_What to work on_: Reproduce every line of the listing below word for word, without changing anything.

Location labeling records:
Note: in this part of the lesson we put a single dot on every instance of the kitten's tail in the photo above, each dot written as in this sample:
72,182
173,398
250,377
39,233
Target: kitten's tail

_Response to the task_:
Note: in this part of the lesson we put a single dot on every instance of the kitten's tail in the photo above, each dot written as in this sample:
72,182
173,398
250,377
39,233
Target: kitten's tail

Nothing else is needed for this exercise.